§ Your instructions
Find the string "turquoise" in the entries and copy each line that has it.

Records from a dataset:
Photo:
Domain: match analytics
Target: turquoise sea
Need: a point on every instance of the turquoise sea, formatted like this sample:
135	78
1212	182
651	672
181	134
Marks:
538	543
---
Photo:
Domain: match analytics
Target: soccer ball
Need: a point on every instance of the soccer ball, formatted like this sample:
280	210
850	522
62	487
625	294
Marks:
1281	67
---
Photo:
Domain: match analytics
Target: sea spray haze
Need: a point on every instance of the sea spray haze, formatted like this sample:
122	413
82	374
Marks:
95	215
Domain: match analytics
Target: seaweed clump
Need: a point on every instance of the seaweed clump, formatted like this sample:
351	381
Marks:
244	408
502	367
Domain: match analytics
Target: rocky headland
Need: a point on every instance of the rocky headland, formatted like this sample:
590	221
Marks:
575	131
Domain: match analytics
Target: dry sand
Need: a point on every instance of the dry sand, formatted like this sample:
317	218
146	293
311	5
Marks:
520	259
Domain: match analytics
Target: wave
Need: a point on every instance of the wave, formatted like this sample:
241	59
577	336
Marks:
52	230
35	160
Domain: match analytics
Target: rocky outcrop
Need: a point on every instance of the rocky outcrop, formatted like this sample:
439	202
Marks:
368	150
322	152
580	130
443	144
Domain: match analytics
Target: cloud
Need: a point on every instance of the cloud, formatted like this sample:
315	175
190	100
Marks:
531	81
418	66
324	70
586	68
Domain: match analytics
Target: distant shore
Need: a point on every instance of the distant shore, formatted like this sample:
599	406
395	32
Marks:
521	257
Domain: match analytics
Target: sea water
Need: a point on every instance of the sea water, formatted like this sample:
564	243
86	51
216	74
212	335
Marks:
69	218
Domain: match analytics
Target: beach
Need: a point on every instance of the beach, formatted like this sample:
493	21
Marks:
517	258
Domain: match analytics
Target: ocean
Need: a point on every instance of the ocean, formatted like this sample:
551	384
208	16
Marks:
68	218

§ Answer to this exercise
Target: turquoise sea
Need: a point on every instance of the turquoise sea, formatted like this sample:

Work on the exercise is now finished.